What is expected →
Swap every "Locate" in the material below for "Find" and reproduce the rest of the lines unchanged. Leave the pictures out of your answer.

Provided records →
===============
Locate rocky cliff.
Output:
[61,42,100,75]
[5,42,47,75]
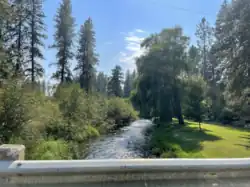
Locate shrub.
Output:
[31,139,72,160]
[219,107,237,124]
[0,81,30,143]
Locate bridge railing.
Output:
[0,145,250,187]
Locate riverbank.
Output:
[0,82,138,160]
[148,121,250,158]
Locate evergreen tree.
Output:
[96,72,108,95]
[195,18,213,80]
[51,0,74,83]
[108,65,123,97]
[75,18,98,92]
[26,0,46,83]
[123,70,133,97]
[8,0,28,76]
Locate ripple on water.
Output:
[85,120,152,159]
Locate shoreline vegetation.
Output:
[0,82,138,160]
[0,0,250,159]
[147,120,250,158]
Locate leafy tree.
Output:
[26,0,46,83]
[108,65,123,97]
[184,76,206,130]
[136,27,189,124]
[51,0,74,83]
[75,18,98,92]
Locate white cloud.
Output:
[104,41,113,45]
[135,29,145,33]
[119,29,146,70]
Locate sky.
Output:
[43,0,223,78]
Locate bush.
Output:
[0,81,30,143]
[108,98,137,127]
[219,107,237,124]
[0,83,136,160]
[31,140,72,160]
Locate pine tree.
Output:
[96,72,108,95]
[51,0,74,83]
[123,70,132,97]
[188,45,200,75]
[8,0,28,76]
[75,18,98,92]
[26,0,46,83]
[108,65,123,97]
[195,18,213,79]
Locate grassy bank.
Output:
[149,121,250,158]
[0,82,137,160]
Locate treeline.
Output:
[0,0,137,159]
[132,0,250,126]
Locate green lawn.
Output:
[149,121,250,158]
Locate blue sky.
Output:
[44,0,223,78]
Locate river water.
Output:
[85,120,152,159]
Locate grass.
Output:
[149,121,250,158]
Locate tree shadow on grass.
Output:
[234,144,250,150]
[152,121,222,153]
[234,135,250,150]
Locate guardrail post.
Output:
[0,144,25,161]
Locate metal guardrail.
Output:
[0,158,250,187]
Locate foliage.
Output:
[123,70,134,98]
[51,0,74,83]
[149,121,250,158]
[108,65,123,97]
[133,27,189,124]
[0,81,30,143]
[31,140,72,160]
[0,82,137,159]
[184,76,206,125]
[25,0,46,83]
[75,18,98,92]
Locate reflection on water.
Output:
[85,120,152,159]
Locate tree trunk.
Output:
[31,0,36,83]
[173,84,184,125]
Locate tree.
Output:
[75,18,98,92]
[195,18,213,79]
[135,27,189,124]
[123,70,133,97]
[96,72,108,95]
[188,45,200,75]
[108,65,123,97]
[51,0,74,83]
[26,0,46,83]
[8,0,28,76]
[184,76,206,130]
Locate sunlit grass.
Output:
[150,121,250,158]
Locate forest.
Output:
[0,0,250,159]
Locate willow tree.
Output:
[136,27,189,124]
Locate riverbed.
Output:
[85,120,152,159]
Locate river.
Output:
[85,120,152,159]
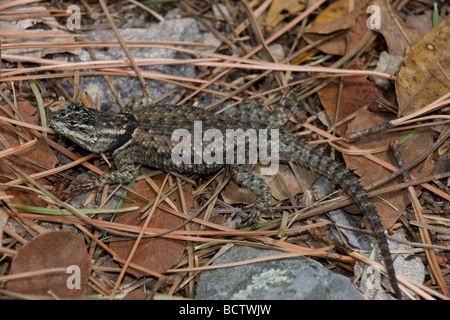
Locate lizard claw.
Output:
[72,179,105,202]
[240,208,260,228]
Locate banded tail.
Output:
[280,133,401,299]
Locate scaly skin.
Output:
[50,95,401,298]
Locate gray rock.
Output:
[196,246,363,300]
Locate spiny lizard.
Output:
[50,94,401,298]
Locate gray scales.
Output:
[50,94,401,298]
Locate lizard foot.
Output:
[240,207,260,228]
[72,177,106,203]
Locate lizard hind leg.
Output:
[230,164,272,227]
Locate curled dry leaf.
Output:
[110,175,193,277]
[317,77,390,136]
[343,110,434,228]
[304,0,368,55]
[8,231,91,298]
[265,0,307,28]
[395,16,450,116]
[370,0,420,57]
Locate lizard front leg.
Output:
[230,164,272,227]
[73,150,136,192]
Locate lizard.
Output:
===============
Answer below →
Find rocky cliff.
Output:
[61,42,100,75]
[5,42,47,75]
Find shrub.
Output:
[31,139,72,160]
[219,107,237,124]
[0,81,30,143]
Find bridge railing.
Output:
[0,145,250,187]
Find riverbank.
Output:
[0,82,138,160]
[148,121,250,158]
Find evergreen tree.
Output:
[96,72,108,95]
[195,18,213,80]
[51,0,74,83]
[108,65,123,97]
[75,18,98,92]
[26,0,46,83]
[123,70,133,97]
[8,0,28,76]
Find ripple on water.
Output:
[85,120,152,159]
Find shoreline vegetation.
Output:
[0,82,138,160]
[0,0,250,159]
[147,120,250,158]
Find leafy tree.
Output:
[26,0,46,83]
[108,65,123,97]
[184,76,206,130]
[136,27,189,124]
[51,0,74,83]
[75,18,98,92]
Find white cloud.
Output:
[104,41,113,45]
[135,29,145,33]
[119,29,146,70]
Find sky.
Output:
[43,0,223,78]
Find bush.
Output:
[0,81,30,143]
[108,98,137,127]
[219,107,237,124]
[0,83,136,160]
[31,140,72,160]
Find pine tree.
Output:
[96,72,108,95]
[51,0,74,83]
[123,70,132,97]
[188,45,200,75]
[8,0,28,76]
[75,18,98,92]
[26,0,46,83]
[108,65,123,97]
[195,18,213,79]
Find grassy bank.
Output:
[149,121,250,158]
[0,82,137,160]
Find treeline.
Output:
[0,0,137,159]
[132,0,250,126]
Find green lawn.
Output:
[149,121,250,158]
Find blue sky.
Output:
[44,0,223,78]
Find river water.
Output:
[85,120,152,159]
Find grass.
Output:
[149,121,250,158]
Find tree shadow on grass.
Output:
[234,144,250,150]
[152,121,222,153]
[234,135,250,150]
Find guardrail post.
Output:
[0,144,25,161]
Find metal guardrail.
Output:
[0,158,250,187]
Find foliage.
Output:
[123,70,134,98]
[51,0,74,83]
[149,121,250,158]
[108,65,123,97]
[133,27,189,124]
[0,81,30,143]
[31,140,72,160]
[0,82,137,159]
[184,76,206,125]
[25,0,46,83]
[75,18,98,92]
Find reflection on water.
Output:
[85,120,152,159]
Find tree trunk.
Output:
[31,0,36,83]
[173,84,184,125]
Find tree.
Output:
[75,18,98,92]
[195,18,213,79]
[135,27,189,124]
[123,70,133,97]
[96,72,108,95]
[188,45,200,75]
[108,65,123,97]
[51,0,74,83]
[26,0,46,83]
[8,0,28,76]
[184,76,206,130]
Find sunlit grass.
Output:
[150,121,250,158]
Find forest.
Output:
[0,0,250,159]
Find willow tree.
Output:
[136,27,189,124]
Find riverbed.
Output:
[85,120,152,159]
Find river.
Output:
[85,120,152,159]
Find lizard claw.
Output:
[72,179,105,202]
[240,208,260,228]
Find banded tail.
Output:
[280,133,401,299]
Find scaly skin.
Output:
[50,95,401,298]
Find gray rock.
Output:
[196,246,363,300]
Find spiny lizard.
Output:
[50,94,401,298]
Find gray scales.
Output:
[50,94,401,298]
Find lizard foot.
Output:
[240,207,260,228]
[72,177,106,203]
Find lizard hind leg.
Output:
[230,164,272,227]
Find curled dry leaf.
Output:
[110,175,193,277]
[317,77,390,136]
[343,110,434,228]
[304,0,368,55]
[8,231,91,298]
[265,0,307,28]
[395,16,450,116]
[370,0,420,57]
Find lizard front leg.
Output:
[230,164,272,227]
[73,150,136,192]
Find lizard.
Output:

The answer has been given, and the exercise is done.